### Listed records

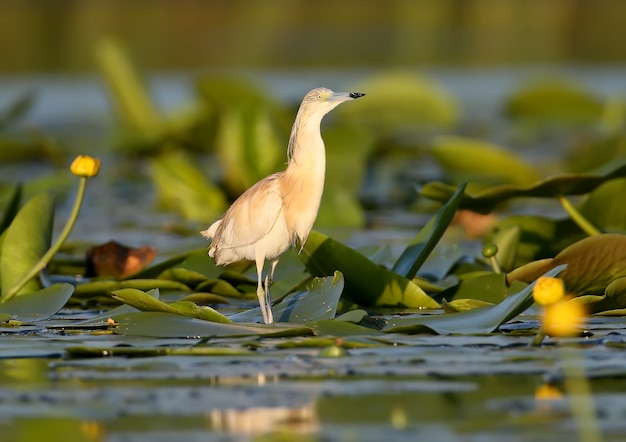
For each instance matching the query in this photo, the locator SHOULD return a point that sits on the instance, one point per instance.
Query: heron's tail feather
(210, 232)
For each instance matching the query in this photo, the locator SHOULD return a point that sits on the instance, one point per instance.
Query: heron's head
(324, 100)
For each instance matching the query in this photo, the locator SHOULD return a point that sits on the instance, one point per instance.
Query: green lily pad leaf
(507, 240)
(487, 287)
(318, 301)
(340, 329)
(181, 186)
(554, 100)
(188, 277)
(144, 302)
(366, 283)
(354, 316)
(134, 352)
(613, 300)
(219, 287)
(604, 207)
(168, 325)
(202, 298)
(475, 160)
(461, 305)
(540, 236)
(592, 264)
(99, 287)
(420, 247)
(40, 305)
(477, 321)
(12, 207)
(484, 201)
(26, 240)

######

■ Task instructions ■
Rewrite all of the entries above with their requests included, scaling every point coordinate in the answers by 1.65 and rounding to the nearest whole number, with halves rounded up. Leave the pictures out.

■ Finished exercise ■
For each instance matching the query in this photo, the locator SHOULD return a point that sits on the instance, one point per instance.
Query: heron's tail feather
(347, 383)
For each instance matching the query in this photo, the locator SHOULD return a point that sits on the instance, one point per instance.
Query: heron's head
(535, 165)
For each instance matching the query in this photo, the locator SHOULD return a point that sits on the instance, one point per instance.
Query: green lily pad leaf
(837, 396)
(804, 474)
(525, 497)
(561, 543)
(299, 307)
(914, 165)
(310, 457)
(238, 498)
(604, 467)
(584, 521)
(221, 581)
(1011, 495)
(361, 474)
(997, 342)
(277, 536)
(333, 492)
(784, 264)
(761, 503)
(891, 389)
(977, 436)
(163, 474)
(693, 408)
(66, 503)
(787, 530)
(20, 342)
(799, 332)
(43, 396)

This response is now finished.